**RECORDS**
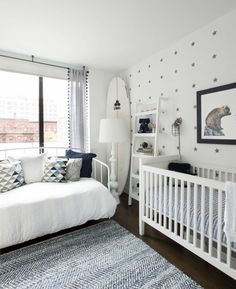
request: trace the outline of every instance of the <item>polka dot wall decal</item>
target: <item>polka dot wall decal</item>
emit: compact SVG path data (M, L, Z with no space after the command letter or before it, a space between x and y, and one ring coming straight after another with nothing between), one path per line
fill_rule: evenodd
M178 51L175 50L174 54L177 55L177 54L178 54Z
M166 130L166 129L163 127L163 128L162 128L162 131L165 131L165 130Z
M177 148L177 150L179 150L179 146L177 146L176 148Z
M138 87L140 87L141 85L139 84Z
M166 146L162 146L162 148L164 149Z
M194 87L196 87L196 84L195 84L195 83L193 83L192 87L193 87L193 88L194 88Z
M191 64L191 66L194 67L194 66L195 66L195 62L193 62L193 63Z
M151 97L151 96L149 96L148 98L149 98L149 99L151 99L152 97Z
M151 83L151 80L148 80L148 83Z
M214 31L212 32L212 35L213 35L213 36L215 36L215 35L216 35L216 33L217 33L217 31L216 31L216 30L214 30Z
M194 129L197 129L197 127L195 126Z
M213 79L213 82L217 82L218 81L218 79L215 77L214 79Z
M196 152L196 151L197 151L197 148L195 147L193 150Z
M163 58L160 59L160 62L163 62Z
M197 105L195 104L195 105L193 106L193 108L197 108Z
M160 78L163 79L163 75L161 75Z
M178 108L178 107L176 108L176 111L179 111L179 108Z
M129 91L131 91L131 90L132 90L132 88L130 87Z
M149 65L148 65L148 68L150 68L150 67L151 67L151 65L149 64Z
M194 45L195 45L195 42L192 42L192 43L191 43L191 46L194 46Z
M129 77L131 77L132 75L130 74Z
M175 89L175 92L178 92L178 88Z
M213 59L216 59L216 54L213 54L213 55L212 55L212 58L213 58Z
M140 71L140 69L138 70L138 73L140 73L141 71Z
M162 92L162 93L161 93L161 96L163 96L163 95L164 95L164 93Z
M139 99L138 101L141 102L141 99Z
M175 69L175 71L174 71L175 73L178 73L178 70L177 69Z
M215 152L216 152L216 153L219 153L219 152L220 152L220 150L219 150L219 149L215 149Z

**AIM OF THE TASK**
Scan the entries above for the string "polka", and copy every line where it turns up.

**EXPECTED ANSWER**
request: trace the outline of every instance of the <item>polka dot wall decal</item>
target: <item>polka dot wall decal</item>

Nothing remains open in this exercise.